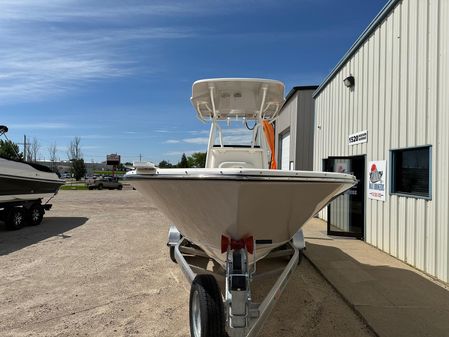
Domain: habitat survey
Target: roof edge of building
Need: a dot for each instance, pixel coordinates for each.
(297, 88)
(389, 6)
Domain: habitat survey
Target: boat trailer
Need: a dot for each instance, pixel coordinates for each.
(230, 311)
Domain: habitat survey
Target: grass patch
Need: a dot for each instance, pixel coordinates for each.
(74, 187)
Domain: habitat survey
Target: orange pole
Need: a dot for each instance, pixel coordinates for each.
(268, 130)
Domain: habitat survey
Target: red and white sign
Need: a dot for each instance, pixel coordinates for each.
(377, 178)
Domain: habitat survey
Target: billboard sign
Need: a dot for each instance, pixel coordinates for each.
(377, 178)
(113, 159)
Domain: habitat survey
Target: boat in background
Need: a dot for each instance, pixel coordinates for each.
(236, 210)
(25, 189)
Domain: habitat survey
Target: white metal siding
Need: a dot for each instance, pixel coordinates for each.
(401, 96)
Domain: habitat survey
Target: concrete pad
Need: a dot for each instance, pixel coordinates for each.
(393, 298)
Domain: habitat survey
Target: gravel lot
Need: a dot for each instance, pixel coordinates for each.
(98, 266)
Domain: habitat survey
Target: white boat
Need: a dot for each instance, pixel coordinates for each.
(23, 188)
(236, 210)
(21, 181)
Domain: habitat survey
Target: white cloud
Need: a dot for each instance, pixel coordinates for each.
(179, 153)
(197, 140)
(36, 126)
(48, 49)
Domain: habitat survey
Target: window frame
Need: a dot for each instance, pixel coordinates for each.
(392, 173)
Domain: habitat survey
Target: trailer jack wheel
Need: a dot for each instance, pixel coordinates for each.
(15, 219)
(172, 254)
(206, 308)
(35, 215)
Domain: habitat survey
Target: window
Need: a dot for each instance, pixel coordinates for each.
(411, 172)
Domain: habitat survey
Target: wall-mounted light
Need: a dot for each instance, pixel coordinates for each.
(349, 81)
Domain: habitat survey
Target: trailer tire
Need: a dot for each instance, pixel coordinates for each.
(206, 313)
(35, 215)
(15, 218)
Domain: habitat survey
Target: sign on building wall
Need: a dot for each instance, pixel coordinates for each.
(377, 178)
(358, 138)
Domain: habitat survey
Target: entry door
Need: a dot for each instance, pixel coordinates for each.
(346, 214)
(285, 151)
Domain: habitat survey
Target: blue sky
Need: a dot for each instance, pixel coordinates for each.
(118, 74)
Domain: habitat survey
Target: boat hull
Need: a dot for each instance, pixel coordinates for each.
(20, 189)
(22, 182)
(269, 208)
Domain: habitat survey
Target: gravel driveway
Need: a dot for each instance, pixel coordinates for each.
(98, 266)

========================

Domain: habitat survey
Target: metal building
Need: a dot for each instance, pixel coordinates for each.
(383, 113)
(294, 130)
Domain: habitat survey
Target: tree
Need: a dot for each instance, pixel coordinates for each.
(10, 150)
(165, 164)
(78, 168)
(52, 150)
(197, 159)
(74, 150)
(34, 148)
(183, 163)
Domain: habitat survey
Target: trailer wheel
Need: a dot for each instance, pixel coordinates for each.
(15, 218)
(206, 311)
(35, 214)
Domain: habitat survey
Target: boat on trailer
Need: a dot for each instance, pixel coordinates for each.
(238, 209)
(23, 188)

========================

● Task prompt
Every line in the listing that holds "building" belongs in the answer.

● Output of the task
Target: roof edge of building
Target: sign on building wall
Target: metal building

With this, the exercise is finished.